- TASK BRIEF -
Please gather every line of the records below that holds the word "pink", and copy each one.

◆ ◆ ◆ ◆

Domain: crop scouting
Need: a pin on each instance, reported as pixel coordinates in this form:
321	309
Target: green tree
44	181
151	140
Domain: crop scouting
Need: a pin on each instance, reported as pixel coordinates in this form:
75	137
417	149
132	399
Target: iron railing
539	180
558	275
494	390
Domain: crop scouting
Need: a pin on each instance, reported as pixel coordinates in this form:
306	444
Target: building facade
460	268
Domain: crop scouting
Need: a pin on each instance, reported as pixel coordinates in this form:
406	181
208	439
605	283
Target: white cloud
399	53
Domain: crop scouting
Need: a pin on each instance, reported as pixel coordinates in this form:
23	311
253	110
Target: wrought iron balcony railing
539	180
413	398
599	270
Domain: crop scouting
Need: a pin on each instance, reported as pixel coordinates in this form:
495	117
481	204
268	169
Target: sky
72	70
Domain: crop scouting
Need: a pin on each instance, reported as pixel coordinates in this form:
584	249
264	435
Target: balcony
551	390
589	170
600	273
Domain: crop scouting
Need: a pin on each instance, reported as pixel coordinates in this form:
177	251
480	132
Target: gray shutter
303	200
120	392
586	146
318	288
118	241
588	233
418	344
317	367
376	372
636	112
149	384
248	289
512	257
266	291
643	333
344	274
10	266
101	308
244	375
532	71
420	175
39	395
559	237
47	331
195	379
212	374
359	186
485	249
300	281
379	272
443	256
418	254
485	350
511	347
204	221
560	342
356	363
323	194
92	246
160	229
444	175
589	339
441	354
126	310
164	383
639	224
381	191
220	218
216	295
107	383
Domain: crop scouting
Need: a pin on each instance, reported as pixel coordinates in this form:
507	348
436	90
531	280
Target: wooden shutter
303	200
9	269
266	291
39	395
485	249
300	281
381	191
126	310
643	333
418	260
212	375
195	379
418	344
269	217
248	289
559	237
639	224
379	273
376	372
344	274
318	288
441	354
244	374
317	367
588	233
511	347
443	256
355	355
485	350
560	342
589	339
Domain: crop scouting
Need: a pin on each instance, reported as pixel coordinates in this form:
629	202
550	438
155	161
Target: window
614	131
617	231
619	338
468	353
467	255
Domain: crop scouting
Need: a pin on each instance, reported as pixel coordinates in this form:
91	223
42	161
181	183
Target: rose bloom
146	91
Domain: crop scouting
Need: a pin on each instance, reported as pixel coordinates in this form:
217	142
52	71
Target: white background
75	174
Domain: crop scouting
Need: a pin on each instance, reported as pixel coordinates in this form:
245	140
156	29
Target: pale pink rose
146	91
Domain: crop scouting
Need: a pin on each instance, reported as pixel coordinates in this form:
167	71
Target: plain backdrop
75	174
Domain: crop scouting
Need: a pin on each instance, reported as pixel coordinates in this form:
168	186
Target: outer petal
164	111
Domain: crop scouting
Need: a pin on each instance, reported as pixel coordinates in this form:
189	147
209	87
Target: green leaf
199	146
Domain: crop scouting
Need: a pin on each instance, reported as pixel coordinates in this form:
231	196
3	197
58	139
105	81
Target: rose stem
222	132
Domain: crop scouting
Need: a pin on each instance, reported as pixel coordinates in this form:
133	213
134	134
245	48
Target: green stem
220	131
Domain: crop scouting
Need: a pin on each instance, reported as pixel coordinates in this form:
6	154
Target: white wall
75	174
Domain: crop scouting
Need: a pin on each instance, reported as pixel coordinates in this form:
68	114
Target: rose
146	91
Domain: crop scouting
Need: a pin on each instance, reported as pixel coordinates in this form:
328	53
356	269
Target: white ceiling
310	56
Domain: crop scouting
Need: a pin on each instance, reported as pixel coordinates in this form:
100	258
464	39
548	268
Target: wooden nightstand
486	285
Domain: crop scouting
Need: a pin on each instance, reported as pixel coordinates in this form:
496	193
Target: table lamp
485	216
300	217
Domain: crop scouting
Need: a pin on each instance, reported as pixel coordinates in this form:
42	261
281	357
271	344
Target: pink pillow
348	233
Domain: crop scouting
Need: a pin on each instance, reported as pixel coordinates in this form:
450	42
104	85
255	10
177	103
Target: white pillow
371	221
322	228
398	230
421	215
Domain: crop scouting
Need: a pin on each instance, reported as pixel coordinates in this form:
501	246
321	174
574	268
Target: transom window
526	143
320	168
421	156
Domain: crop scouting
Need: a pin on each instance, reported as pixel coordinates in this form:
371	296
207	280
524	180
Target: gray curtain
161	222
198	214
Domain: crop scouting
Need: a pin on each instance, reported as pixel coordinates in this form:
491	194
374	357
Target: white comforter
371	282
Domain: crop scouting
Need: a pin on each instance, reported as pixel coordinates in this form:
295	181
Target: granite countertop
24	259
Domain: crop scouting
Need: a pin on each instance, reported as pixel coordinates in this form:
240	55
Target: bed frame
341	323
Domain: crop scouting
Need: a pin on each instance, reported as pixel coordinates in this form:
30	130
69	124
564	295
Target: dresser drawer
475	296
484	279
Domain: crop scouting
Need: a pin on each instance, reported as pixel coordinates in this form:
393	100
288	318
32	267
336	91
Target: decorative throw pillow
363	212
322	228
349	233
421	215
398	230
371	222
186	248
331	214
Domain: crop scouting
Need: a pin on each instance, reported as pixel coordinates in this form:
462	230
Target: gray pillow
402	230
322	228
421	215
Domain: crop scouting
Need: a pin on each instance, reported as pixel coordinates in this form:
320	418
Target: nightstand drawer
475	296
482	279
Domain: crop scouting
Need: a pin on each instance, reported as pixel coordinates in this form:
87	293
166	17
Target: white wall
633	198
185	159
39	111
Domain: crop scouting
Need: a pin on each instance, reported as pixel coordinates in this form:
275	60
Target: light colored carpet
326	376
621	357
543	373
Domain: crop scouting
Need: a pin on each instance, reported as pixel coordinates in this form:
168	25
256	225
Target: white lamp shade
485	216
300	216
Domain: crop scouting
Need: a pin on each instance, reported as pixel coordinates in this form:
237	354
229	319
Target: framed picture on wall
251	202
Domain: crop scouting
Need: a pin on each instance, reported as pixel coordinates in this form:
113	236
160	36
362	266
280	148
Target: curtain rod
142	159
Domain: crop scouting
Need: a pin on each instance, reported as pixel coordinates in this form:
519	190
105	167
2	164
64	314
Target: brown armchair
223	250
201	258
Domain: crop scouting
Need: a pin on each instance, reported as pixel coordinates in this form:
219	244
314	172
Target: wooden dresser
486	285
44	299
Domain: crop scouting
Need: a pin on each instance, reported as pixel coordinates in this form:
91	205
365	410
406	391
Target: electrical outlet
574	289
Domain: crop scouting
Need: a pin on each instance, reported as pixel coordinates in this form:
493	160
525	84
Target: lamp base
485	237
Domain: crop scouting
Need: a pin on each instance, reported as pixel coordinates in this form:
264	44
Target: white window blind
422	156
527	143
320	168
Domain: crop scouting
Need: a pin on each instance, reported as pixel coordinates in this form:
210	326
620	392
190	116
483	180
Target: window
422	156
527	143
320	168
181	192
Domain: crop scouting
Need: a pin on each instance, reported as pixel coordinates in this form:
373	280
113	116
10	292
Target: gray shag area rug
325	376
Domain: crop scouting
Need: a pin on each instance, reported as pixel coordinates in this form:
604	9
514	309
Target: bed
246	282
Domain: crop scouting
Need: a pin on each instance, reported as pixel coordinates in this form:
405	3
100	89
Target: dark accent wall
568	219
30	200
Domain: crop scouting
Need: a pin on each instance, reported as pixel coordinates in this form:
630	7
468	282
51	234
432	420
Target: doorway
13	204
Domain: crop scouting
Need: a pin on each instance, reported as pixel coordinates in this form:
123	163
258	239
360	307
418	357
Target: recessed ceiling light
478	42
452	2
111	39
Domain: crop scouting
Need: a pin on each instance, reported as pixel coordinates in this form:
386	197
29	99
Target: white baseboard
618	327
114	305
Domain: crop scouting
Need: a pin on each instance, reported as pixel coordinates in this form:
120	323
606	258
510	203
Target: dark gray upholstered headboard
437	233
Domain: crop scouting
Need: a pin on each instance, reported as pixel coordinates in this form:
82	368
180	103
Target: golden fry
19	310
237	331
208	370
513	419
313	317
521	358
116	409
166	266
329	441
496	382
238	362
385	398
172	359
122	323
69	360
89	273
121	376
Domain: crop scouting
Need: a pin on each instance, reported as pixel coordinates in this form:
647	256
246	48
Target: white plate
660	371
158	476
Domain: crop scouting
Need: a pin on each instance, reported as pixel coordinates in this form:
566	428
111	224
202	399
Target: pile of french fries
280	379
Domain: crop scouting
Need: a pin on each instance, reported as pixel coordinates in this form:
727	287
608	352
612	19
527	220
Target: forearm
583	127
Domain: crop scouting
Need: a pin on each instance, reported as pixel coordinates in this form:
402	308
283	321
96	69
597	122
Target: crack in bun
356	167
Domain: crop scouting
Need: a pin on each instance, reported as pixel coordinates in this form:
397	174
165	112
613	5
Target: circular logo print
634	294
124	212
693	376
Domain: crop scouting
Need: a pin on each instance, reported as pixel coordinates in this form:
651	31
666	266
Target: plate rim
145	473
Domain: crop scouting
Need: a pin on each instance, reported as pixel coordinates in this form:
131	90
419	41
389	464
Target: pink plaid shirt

◆ ◆ ◆ ◆

- REPLY -
Target: pale pink rose
Target: pink pillow
Target: pink plaid shirt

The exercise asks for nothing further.